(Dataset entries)
======
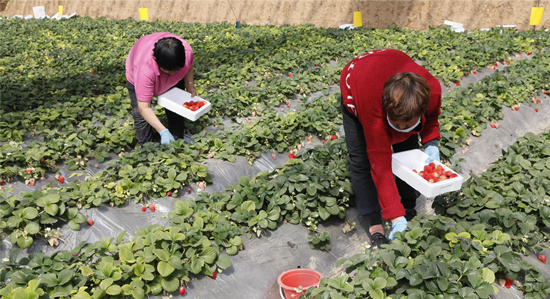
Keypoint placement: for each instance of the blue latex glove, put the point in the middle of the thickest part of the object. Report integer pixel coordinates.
(398, 226)
(166, 137)
(433, 153)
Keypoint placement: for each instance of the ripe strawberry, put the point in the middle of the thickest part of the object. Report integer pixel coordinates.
(508, 282)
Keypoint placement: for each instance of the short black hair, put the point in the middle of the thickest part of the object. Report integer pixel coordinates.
(169, 53)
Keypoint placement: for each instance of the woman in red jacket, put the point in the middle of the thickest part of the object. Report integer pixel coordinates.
(388, 102)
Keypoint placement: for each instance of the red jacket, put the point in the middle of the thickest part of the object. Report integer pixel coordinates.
(361, 83)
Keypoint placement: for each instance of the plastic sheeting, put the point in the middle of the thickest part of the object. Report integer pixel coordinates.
(255, 270)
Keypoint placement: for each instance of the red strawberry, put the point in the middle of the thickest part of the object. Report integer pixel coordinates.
(508, 282)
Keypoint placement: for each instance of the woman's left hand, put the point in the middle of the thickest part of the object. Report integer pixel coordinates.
(190, 87)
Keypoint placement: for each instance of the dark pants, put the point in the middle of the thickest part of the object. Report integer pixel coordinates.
(366, 196)
(144, 131)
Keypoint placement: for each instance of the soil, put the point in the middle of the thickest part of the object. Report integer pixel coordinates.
(413, 14)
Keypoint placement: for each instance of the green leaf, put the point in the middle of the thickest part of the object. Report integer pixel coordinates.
(165, 268)
(65, 276)
(114, 290)
(223, 262)
(32, 228)
(170, 284)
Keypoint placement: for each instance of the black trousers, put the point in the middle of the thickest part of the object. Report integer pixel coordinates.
(144, 131)
(366, 196)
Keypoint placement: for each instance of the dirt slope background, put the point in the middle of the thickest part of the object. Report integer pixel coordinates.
(413, 14)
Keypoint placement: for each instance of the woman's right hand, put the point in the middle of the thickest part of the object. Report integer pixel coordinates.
(399, 224)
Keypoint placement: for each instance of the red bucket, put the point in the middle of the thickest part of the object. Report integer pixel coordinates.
(292, 281)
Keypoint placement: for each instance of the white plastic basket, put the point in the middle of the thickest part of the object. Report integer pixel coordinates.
(174, 99)
(403, 164)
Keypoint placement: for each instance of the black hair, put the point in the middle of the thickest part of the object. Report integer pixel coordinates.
(169, 54)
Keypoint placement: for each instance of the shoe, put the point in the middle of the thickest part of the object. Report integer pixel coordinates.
(378, 239)
(410, 214)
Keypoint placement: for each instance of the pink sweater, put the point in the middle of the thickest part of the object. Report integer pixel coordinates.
(143, 72)
(361, 83)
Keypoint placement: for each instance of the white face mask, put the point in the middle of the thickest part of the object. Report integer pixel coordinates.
(403, 130)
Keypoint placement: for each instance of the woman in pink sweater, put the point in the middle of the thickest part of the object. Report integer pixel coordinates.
(156, 63)
(388, 102)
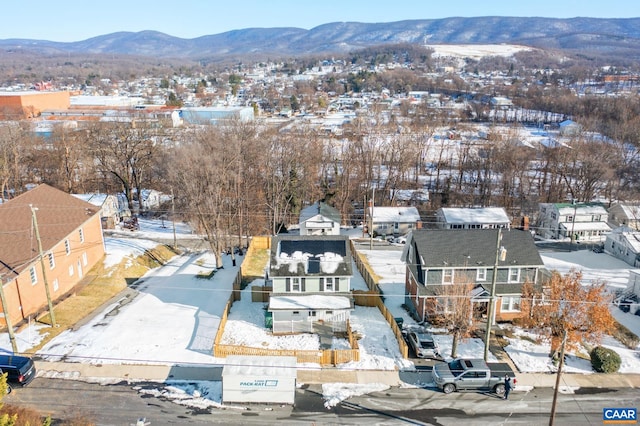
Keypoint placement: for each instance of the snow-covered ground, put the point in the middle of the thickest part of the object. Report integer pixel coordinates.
(175, 317)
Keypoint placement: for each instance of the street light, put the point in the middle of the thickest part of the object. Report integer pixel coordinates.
(501, 255)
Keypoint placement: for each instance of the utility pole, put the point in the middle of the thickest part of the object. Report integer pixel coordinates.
(373, 196)
(559, 373)
(7, 318)
(173, 220)
(44, 273)
(573, 223)
(501, 254)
======
→ EXERCISE TASK: Lay out every line of the records above as a Markdown table with the columns Row and Text, numbering each row and skipping blank lines. Keep the pictures out of the table.

→ ANSWER FOR THIS EXERCISE:
| Row | Text |
|---|---|
| 1 | Keypoint placement: for each instance of the blue latex glove, put the point in the middle of the thickest part of the object. Report integer pixel coordinates. |
| 2 | (398, 226) |
| 3 | (166, 137) |
| 4 | (433, 153) |
| 5 | Keypoint placement: for each instance of the ripe strawberry, put the point in the middle of the thickest part of the object. Report integer pixel coordinates. |
| 6 | (508, 282) |
| 7 | Keypoint placement: for each instance of the short black hair, put the point in the middle of the thickest part of the object. Report integer pixel coordinates. |
| 8 | (169, 53) |
| 9 | Keypoint placement: for each instance of the woman in red jacket, put the point in the middle of the thickest part of the object. Report integer pixel coordinates. |
| 10 | (388, 102) |
| 11 | Keypoint placement: for each instance of the red jacket, put the point in the middle of the thickest part of the object. Report integer pixel coordinates. |
| 12 | (361, 83) |
| 13 | Keypoint placement: for each instance of the plastic sheeting, put the point in the middle of the thickest part of the object. Report integer pixel coordinates. |
| 14 | (255, 270) |
| 15 | Keypoint placement: for each instance of the red strawberry, put the point in the middle of the thickest part of the object. Report integer pixel coordinates. |
| 16 | (508, 282) |
| 17 | Keypoint placement: for each instance of the woman's left hand, put the point in the middle of the thickest part of the object. Report integer pixel coordinates. |
| 18 | (190, 87) |
| 19 | Keypoint placement: for each instance of the dark pants, put the point in the middle of the thickest part of the object. Report integer pixel coordinates. |
| 20 | (366, 196) |
| 21 | (144, 131) |
| 22 | Keypoint placement: for each instance of the soil, put the point in the middle of the thickest part of the object. Report integer pixel coordinates. |
| 23 | (413, 14) |
| 24 | Keypoint placement: for each instance of the green leaf, put the point in the middle of the thickest part of the object. Report integer pixel coordinates. |
| 25 | (165, 268) |
| 26 | (65, 276) |
| 27 | (114, 290) |
| 28 | (223, 262) |
| 29 | (32, 228) |
| 30 | (170, 284) |
| 31 | Keypoint placement: for each instance of the black trousers, put the point in the middle of the thickest part of the object. Report integer pixel coordinates. |
| 32 | (144, 131) |
| 33 | (366, 196) |
| 34 | Keypoint placement: for each instance of the dirt slope background, put the point in the middle of the thickest part of the object. Report integer pixel coordinates. |
| 35 | (413, 14) |
| 36 | Keypoint placement: for each instance of the woman's right hand, put the point in the middle of the thickest part of the object. Report integer pixel coordinates. |
| 37 | (399, 224) |
| 38 | Keypoint placement: for each instance of the red bucket, put the point in the middle of the thickest part of the object. Report integer pixel coordinates. |
| 39 | (292, 281) |
| 40 | Keypoint placement: for each instance of the white plastic basket, put the point in the middle of the thickest part of the object. Report integer pixel coordinates. |
| 41 | (174, 99) |
| 42 | (403, 164) |
| 43 | Keypoint placement: for each instance of the black hair, put the point in the middle of the thickest part of the object. Report integer pixel coordinates. |
| 44 | (169, 54) |
| 45 | Keypoint placement: for each instance of the shoe, put the point in the middle of the thickest part of the object. Report integer pixel coordinates. |
| 46 | (378, 239) |
| 47 | (410, 214) |
| 48 | Keypoint placement: for each instance of the pink sweater, put the point in the middle of the thickest part of the object. Report integer pixel coordinates. |
| 49 | (143, 72) |
| 50 | (361, 83) |
| 51 | Keypoint placement: for each instance of the white face mask, put the point in the middle of the thickest part of the object. Report integer pixel coordinates. |
| 52 | (403, 130) |
| 53 | Keypoint placement: for each instance of the woman in pink sweater, put the point in the middle of the thickest part of the object. Report integer pixel coordinates. |
| 54 | (156, 63) |
| 55 | (388, 102) |
| 56 | Keypoint placement: for each instance of the snow-covered ground, put the point in the middle of the thickest part of the object. Report integer pixel coordinates. |
| 57 | (175, 317) |
| 58 | Keypoint placement: for each instance of the street light, put the point in the middle of the thickest part of the object. Report integer pixel coordinates. |
| 59 | (501, 255) |
| 60 | Keypoint placement: for each instance of the utility pole, put the point in the middle of the thickest part of the object. Report integer pixel coordinates. |
| 61 | (373, 196) |
| 62 | (559, 373) |
| 63 | (7, 318) |
| 64 | (173, 220) |
| 65 | (44, 273) |
| 66 | (573, 223) |
| 67 | (501, 254) |